### Provided information ###

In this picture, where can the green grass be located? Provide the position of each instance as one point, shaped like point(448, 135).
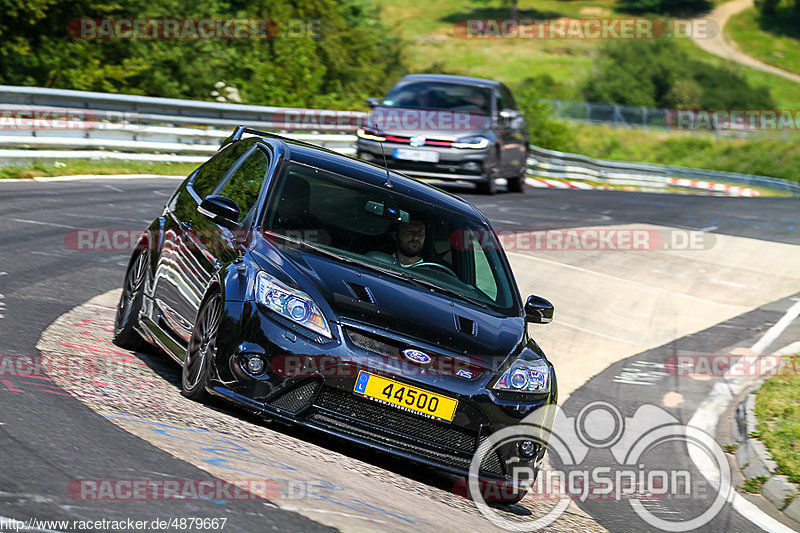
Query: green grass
point(778, 413)
point(87, 166)
point(432, 45)
point(753, 485)
point(775, 39)
point(761, 157)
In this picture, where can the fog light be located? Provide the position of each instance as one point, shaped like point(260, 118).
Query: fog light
point(527, 449)
point(255, 365)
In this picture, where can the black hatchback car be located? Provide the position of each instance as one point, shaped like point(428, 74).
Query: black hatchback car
point(319, 289)
point(448, 127)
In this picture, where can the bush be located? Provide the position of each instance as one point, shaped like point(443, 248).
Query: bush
point(543, 129)
point(659, 74)
point(354, 57)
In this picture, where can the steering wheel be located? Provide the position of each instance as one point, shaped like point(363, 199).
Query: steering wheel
point(436, 266)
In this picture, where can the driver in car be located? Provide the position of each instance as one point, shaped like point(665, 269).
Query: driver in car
point(409, 237)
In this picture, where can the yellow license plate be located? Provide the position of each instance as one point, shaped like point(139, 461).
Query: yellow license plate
point(405, 396)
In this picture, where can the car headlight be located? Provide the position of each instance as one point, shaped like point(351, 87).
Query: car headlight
point(369, 135)
point(525, 376)
point(291, 304)
point(476, 141)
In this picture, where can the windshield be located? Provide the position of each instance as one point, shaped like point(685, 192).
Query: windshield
point(440, 95)
point(422, 243)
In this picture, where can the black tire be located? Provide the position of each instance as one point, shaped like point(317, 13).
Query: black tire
point(201, 349)
point(130, 304)
point(517, 184)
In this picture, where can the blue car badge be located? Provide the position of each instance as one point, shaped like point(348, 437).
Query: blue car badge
point(417, 356)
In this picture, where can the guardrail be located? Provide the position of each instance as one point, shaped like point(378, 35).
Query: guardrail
point(115, 126)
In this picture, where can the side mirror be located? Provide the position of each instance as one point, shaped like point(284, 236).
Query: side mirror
point(538, 310)
point(221, 210)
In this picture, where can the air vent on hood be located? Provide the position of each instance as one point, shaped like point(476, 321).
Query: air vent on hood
point(362, 293)
point(465, 325)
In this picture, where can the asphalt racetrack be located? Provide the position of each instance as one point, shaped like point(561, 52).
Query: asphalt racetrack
point(710, 276)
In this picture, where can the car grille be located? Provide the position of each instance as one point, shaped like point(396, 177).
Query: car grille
point(442, 443)
point(297, 398)
point(373, 343)
point(390, 347)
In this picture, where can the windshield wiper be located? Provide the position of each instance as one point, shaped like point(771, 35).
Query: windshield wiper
point(345, 259)
point(420, 282)
point(405, 276)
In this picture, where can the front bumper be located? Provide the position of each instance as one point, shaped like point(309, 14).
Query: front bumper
point(454, 163)
point(322, 397)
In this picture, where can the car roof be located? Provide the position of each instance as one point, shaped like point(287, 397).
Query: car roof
point(449, 78)
point(325, 159)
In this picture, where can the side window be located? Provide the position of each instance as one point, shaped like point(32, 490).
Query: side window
point(213, 170)
point(508, 100)
point(245, 183)
point(484, 277)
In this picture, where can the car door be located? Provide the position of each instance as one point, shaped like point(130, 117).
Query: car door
point(179, 278)
point(212, 245)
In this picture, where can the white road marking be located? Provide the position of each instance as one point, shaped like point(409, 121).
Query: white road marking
point(729, 283)
point(772, 333)
point(707, 415)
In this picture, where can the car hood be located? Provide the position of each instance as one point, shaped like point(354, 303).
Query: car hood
point(355, 294)
point(429, 123)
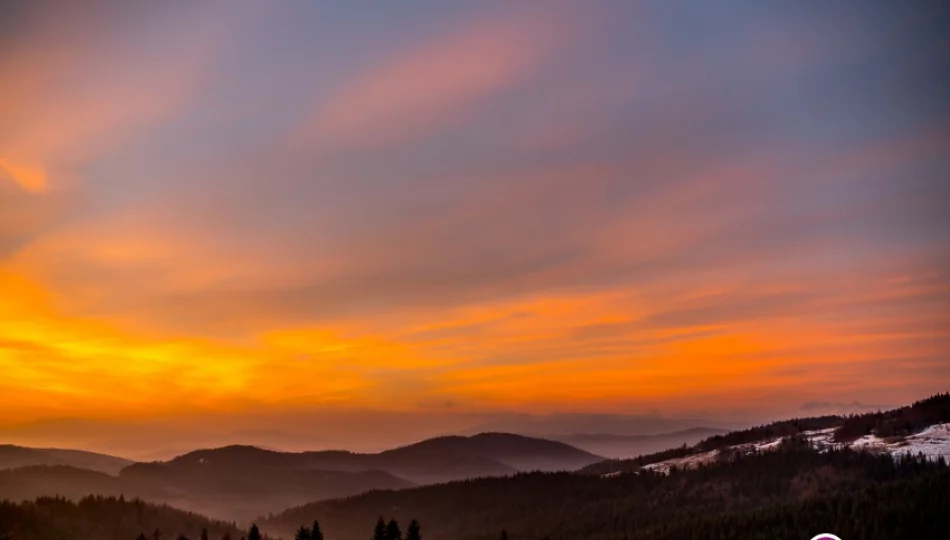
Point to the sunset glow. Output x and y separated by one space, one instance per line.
260 215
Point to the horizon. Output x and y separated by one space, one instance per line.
314 225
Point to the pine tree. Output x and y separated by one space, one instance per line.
392 530
412 531
379 533
303 533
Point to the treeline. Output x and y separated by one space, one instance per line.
643 504
898 422
382 531
104 518
914 508
775 430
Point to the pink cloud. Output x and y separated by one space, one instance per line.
419 90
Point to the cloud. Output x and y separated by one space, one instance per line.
419 90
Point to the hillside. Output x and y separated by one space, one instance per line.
232 492
240 482
100 518
628 446
12 457
434 460
639 505
919 427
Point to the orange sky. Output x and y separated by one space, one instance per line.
261 211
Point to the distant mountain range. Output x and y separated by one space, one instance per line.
877 475
239 482
627 446
573 493
18 456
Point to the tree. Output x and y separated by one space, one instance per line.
379 533
412 531
392 530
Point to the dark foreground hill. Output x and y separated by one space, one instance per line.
235 494
103 518
766 488
12 457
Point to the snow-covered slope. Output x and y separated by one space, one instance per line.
933 442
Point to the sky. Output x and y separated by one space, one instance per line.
360 224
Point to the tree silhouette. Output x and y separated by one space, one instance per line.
392 530
379 533
412 531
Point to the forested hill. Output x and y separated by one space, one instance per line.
564 506
104 518
890 428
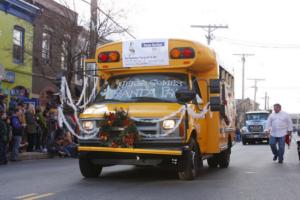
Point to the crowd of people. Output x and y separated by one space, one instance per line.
26 128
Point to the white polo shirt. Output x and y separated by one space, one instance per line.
279 124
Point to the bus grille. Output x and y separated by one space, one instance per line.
148 128
256 128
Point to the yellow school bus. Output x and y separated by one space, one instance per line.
161 102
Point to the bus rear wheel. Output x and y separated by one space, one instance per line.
190 162
224 158
88 169
212 162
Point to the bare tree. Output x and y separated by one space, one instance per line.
69 41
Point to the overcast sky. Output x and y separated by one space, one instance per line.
269 29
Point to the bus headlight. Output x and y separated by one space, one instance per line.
168 124
88 125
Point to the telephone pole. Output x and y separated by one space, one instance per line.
93 28
243 74
255 89
209 29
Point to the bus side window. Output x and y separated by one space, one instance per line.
197 90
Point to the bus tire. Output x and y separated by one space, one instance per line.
189 163
88 169
212 162
224 158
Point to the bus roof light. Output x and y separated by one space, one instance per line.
102 57
109 56
188 53
175 53
113 56
182 53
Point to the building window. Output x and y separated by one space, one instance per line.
18 44
46 48
64 55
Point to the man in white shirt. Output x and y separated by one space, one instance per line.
279 124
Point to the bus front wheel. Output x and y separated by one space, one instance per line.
190 162
88 169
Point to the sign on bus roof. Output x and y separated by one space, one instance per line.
145 53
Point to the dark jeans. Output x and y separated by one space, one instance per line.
32 138
16 146
3 152
281 144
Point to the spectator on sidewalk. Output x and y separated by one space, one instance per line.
21 115
17 131
4 138
279 124
42 127
31 128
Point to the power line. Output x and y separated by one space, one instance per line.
255 89
260 45
243 57
110 19
209 29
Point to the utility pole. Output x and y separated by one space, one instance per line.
93 28
266 101
243 70
255 89
209 29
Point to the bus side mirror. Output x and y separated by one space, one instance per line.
215 103
184 95
214 86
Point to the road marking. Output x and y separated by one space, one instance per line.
34 196
26 195
250 172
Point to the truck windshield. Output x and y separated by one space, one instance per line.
257 116
142 88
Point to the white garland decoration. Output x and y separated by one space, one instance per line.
66 97
82 92
66 91
92 96
64 120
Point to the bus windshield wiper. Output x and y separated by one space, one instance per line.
150 99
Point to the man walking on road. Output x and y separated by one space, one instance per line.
279 124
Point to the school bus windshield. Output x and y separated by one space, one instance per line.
257 116
142 88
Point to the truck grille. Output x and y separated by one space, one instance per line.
256 128
148 127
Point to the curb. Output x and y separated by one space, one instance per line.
32 155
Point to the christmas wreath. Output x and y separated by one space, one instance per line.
118 130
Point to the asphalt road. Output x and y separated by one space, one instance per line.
252 174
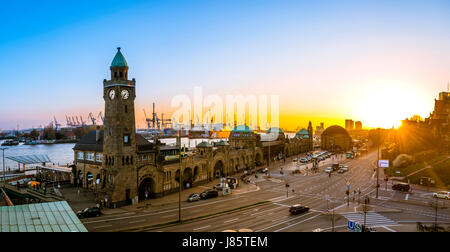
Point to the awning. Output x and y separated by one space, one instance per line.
31 159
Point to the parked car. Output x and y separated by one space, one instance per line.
401 187
193 197
210 193
442 195
220 186
298 209
89 212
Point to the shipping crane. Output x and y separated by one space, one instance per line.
91 117
100 115
56 123
148 120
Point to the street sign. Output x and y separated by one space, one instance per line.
351 226
383 163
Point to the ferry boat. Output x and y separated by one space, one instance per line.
10 143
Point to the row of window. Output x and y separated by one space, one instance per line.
90 156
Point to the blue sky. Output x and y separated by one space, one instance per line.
319 56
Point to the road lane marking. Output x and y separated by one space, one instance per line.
168 216
268 210
284 222
102 226
166 211
195 229
310 218
228 221
390 229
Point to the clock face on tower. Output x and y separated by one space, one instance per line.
125 94
112 94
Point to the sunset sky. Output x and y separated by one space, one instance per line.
372 61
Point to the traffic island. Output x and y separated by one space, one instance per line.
188 220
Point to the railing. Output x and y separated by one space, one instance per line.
6 198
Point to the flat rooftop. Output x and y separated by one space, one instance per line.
40 217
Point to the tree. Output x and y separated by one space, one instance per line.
416 118
34 134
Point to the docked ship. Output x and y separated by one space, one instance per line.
10 143
199 132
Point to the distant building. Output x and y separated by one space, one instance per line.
320 129
349 124
336 138
439 119
358 125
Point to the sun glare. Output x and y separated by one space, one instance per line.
385 105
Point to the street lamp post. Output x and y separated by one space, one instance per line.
180 182
378 160
4 172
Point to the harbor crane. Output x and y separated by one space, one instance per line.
100 115
56 123
157 123
91 117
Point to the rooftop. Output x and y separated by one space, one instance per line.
119 60
40 217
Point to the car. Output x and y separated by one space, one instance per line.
298 209
401 187
89 212
442 195
193 197
264 170
220 186
210 193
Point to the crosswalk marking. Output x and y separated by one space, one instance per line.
372 219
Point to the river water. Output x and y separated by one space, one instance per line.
62 154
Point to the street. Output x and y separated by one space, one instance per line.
392 211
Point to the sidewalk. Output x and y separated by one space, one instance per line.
355 208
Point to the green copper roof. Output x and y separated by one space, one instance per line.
242 128
203 145
275 129
119 60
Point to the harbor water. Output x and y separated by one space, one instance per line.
62 154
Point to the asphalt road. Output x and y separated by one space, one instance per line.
316 190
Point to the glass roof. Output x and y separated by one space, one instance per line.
41 217
31 159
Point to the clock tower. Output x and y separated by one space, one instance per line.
119 137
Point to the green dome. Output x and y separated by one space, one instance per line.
119 60
242 128
274 129
303 133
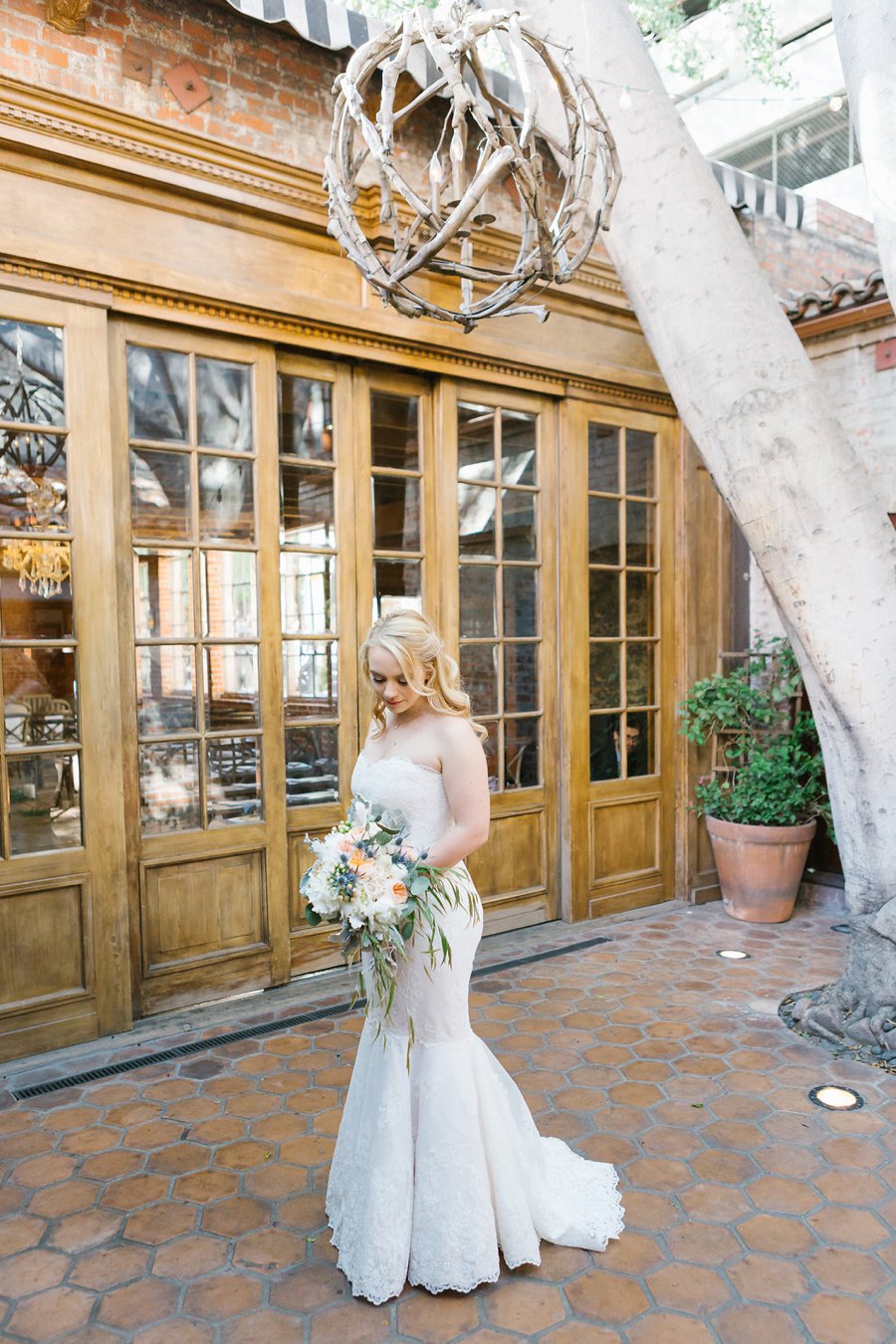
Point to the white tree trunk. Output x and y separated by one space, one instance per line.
866 39
757 410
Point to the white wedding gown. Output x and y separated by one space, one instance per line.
439 1164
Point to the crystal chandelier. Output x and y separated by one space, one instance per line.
42 566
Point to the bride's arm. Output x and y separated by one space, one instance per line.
466 786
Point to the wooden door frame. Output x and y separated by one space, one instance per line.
514 802
311 949
579 898
266 961
97 867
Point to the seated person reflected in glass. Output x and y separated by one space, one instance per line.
606 746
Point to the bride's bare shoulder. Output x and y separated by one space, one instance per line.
456 734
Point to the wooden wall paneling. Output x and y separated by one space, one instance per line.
443 492
311 948
573 678
707 617
119 476
64 913
551 661
92 504
176 982
511 906
668 432
362 531
274 874
608 817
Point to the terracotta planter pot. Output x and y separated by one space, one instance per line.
760 867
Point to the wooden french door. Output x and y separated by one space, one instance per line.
499 544
618 683
199 597
384 546
62 853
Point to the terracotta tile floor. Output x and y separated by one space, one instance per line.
183 1203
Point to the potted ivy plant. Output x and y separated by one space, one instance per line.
768 790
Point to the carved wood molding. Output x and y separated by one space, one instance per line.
66 15
446 359
122 144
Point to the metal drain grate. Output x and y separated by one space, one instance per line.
262 1028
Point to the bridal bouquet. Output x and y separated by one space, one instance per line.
379 891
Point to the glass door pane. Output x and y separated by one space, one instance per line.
396 484
192 472
623 584
310 558
41 748
499 548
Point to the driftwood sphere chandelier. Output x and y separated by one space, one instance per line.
423 256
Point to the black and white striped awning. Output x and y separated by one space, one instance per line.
336 27
328 24
762 198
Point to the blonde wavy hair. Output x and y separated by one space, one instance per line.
426 664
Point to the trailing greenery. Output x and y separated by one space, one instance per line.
774 773
665 20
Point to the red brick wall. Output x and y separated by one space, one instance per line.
270 91
798 260
270 95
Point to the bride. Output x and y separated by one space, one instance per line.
438 1163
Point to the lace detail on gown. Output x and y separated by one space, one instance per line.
438 1166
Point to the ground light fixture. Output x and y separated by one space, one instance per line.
833 1097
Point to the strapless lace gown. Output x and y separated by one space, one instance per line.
439 1166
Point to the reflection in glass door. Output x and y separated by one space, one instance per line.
396 481
192 518
38 648
623 584
308 578
497 494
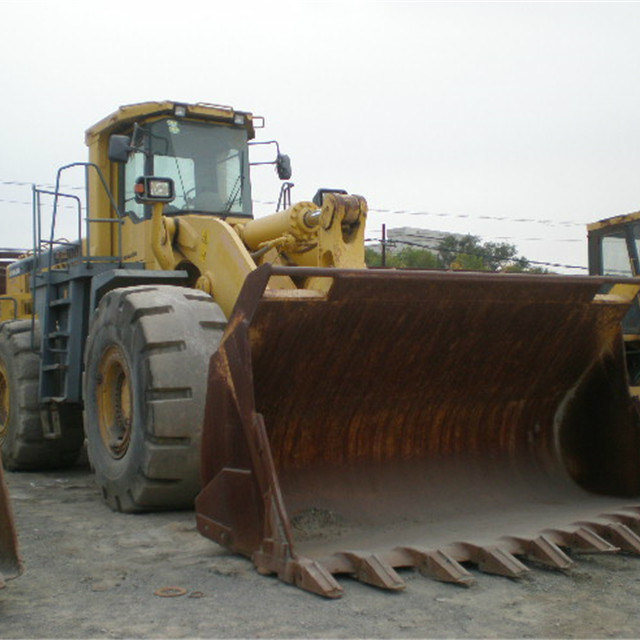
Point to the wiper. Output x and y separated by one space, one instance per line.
235 192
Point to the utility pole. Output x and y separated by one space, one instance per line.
384 245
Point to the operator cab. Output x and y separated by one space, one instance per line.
203 148
208 164
614 248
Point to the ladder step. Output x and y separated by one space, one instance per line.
47 399
55 367
59 301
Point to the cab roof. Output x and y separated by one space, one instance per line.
130 113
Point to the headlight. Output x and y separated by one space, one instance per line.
149 189
159 188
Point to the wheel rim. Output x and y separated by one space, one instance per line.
114 401
5 403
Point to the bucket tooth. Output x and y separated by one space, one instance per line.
311 576
544 551
621 536
373 570
497 561
439 566
631 518
583 540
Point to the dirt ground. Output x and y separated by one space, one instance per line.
92 573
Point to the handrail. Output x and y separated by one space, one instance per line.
15 304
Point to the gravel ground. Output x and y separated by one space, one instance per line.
92 573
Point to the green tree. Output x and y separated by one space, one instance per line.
406 258
466 253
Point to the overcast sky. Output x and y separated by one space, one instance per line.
471 110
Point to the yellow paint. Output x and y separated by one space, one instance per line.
219 251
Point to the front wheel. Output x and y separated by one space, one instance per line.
146 366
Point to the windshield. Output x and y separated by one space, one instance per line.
616 260
208 164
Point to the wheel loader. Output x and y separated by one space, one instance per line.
326 418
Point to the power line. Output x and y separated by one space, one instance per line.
19 183
480 254
546 221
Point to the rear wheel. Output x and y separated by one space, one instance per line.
24 446
146 366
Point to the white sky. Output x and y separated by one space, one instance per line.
469 109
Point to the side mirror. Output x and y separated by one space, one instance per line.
119 148
283 166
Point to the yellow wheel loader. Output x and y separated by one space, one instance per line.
335 419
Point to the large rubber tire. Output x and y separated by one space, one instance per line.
24 447
145 380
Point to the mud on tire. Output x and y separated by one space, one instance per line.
24 446
146 365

###

No pictures should appear in the copy, which holds exactly the lines from the first line of the data through the line with "In this picture, where can the windshield be" and nothing else.

In this picture, where can the green grass be located? Provide the position of each instance as one point, shaped like point(448, 135).
Query: green grass
point(778, 413)
point(87, 166)
point(432, 45)
point(753, 485)
point(775, 39)
point(761, 157)
In this picture, where can the fog light be located? Provide the position of each instance as one point, shaped like point(260, 118).
Query: fog light
point(527, 449)
point(255, 365)
In this picture, where can the black hatchback car be located? Provide the position of each instance as one point, shaped like point(428, 74).
Query: black hatchback car
point(319, 289)
point(448, 127)
In this picture, where can the bush be located? Provide the position of each instance as one point, shaped like point(443, 248).
Query: bush
point(543, 129)
point(659, 74)
point(354, 57)
In this picture, where can the steering wheel be located? Provide the position of each instance as one point, shaped like point(363, 199).
Query: steering wheel
point(436, 266)
In this picture, where can the driver in car be located? Provide the position of each instance as one point, shaped like point(665, 269).
Query: driver in car
point(409, 237)
In this picture, where can the yellow license plate be located? Provide the position of each instance as one point, shaped like point(139, 461).
Query: yellow license plate
point(405, 396)
In this picture, where can the car headlight be located? Provide the position of each instance as one point, shaped like point(351, 87).
Query: car headlight
point(369, 135)
point(525, 376)
point(291, 304)
point(476, 141)
In this picture, where can the windshield be located? Provide the position of each instance as one point, shaped like point(685, 192).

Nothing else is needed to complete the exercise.